▶ _EXERCISE BRIEF_
Identify each line in the records below that contains the word "trail", and copy it.

[Natural language region descriptions]
★ ★ ★ ★
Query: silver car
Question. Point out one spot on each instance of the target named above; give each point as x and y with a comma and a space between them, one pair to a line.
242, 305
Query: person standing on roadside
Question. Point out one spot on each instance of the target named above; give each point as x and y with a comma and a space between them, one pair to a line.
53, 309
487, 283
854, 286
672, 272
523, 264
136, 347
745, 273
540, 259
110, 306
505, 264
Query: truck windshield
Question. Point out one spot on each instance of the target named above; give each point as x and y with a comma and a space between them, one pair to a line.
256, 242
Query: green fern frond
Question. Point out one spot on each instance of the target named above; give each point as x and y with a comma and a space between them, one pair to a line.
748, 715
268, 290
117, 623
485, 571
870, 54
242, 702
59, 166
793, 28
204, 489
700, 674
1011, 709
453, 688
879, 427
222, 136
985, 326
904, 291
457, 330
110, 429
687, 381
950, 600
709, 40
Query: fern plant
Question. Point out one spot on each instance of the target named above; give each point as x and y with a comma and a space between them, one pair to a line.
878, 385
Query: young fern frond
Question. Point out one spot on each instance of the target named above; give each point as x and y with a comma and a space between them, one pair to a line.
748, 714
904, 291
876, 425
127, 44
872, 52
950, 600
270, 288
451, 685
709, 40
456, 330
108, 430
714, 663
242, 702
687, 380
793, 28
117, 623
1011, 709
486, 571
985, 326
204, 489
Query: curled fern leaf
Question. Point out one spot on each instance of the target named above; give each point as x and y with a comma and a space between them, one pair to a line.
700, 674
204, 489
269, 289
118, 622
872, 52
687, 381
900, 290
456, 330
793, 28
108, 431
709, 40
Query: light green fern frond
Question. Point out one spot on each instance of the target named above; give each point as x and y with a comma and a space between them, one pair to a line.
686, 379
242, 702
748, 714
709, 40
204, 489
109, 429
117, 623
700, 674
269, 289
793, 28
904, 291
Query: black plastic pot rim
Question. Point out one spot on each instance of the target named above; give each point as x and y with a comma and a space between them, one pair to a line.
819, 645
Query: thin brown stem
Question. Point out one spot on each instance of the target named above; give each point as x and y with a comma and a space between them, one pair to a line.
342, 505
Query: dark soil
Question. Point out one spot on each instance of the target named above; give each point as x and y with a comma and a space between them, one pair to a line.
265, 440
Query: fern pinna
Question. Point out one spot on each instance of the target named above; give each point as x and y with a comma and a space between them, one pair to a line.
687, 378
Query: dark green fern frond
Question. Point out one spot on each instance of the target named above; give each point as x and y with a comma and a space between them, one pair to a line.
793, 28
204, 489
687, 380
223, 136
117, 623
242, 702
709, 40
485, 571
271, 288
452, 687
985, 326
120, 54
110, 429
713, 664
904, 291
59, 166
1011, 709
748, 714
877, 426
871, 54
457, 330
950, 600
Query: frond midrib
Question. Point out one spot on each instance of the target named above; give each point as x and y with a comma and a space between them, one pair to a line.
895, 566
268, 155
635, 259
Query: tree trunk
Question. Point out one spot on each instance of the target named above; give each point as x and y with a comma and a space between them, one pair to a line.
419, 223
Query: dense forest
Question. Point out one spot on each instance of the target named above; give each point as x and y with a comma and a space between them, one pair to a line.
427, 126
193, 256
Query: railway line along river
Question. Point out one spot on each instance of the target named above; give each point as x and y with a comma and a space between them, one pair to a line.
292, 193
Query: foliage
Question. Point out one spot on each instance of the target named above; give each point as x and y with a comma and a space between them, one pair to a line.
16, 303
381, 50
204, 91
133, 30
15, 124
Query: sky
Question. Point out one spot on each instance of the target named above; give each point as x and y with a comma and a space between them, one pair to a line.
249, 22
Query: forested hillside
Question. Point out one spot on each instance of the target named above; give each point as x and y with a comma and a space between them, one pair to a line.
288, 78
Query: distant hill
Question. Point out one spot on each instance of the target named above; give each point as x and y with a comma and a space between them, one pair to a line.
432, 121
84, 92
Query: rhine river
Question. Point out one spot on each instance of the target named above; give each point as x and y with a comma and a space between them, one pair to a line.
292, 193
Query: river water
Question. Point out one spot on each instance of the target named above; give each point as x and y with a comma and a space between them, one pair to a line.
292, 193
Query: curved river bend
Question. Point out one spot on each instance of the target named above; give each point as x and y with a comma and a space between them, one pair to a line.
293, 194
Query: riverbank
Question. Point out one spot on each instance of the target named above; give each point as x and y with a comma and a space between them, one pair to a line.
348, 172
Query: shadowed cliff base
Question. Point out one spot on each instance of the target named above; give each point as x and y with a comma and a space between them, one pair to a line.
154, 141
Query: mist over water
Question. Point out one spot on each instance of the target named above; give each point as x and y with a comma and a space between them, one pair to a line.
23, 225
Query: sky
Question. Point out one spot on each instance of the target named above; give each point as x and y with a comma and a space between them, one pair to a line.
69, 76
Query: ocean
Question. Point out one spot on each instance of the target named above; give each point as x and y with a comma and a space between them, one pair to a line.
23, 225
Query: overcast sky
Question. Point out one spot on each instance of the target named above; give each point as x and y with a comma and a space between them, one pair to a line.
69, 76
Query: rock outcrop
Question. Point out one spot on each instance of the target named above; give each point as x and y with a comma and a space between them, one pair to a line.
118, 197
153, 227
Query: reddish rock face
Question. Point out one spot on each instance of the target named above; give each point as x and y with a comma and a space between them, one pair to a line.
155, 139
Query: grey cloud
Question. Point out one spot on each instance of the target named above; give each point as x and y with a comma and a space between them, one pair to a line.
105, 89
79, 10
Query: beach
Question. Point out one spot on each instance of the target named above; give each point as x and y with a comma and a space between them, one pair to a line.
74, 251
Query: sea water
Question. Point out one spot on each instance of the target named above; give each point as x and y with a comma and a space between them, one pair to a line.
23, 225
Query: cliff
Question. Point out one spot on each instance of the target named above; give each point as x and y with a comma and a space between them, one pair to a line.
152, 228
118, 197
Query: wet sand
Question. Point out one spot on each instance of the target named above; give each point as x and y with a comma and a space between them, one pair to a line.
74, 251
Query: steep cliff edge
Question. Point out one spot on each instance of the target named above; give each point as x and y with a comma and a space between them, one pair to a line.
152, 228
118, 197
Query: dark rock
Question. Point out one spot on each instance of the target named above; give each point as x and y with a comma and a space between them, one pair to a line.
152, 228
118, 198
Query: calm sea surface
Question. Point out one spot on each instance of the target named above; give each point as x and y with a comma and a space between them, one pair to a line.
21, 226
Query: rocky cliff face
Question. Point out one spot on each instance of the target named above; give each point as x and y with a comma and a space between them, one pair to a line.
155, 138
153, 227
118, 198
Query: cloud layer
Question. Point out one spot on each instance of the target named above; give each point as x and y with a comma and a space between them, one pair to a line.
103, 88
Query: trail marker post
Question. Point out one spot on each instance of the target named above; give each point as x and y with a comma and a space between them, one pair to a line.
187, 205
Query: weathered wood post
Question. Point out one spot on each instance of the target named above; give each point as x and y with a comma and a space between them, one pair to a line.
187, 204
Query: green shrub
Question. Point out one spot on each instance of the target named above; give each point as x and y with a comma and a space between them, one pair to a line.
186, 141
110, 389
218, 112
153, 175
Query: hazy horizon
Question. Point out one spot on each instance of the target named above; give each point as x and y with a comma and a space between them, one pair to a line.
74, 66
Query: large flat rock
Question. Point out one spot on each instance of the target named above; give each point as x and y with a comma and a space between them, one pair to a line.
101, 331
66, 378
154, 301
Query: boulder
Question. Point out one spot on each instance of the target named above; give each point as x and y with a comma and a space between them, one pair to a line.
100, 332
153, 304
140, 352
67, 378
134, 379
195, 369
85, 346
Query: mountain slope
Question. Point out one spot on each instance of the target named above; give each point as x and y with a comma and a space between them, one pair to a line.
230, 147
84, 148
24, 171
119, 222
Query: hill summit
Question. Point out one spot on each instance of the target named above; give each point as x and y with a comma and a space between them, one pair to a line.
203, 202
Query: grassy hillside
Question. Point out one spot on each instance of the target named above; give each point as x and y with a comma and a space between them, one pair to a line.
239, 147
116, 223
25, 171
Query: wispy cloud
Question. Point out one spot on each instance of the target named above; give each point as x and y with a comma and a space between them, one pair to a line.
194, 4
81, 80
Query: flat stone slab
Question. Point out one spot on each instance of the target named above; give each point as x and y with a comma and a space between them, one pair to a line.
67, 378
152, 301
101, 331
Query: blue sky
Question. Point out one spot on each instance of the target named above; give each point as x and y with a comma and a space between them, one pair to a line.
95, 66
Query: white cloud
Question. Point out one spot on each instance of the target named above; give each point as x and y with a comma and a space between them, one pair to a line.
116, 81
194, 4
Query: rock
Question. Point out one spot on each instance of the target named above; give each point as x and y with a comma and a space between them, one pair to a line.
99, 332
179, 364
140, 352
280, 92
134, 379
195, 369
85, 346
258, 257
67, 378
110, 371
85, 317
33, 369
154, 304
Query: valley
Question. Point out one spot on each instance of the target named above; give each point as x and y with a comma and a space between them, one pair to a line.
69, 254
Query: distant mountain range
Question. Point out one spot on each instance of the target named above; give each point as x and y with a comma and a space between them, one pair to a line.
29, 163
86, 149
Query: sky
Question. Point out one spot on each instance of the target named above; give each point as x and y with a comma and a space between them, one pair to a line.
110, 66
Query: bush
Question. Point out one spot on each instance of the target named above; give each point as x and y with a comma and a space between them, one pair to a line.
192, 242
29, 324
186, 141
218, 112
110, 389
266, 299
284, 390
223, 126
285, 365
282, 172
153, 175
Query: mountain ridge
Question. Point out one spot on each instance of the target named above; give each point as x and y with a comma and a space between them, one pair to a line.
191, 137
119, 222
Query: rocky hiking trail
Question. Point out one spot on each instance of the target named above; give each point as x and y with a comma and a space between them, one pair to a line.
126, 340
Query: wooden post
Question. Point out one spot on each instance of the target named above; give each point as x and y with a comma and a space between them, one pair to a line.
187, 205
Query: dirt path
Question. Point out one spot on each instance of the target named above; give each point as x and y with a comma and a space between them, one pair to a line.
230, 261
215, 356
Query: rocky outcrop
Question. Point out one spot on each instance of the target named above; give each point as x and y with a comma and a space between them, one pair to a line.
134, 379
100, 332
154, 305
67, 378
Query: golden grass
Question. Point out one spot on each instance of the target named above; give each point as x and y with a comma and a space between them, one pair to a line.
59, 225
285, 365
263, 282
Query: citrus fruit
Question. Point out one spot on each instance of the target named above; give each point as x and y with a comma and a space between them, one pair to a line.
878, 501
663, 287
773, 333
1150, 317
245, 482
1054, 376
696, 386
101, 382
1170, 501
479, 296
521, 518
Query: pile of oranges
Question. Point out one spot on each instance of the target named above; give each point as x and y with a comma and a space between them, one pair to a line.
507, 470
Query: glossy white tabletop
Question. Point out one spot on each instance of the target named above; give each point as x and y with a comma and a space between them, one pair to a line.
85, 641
★ ★ ★ ★
▶ _TASK RESULT_
Query: trail marker post
Query: rocky hiking trail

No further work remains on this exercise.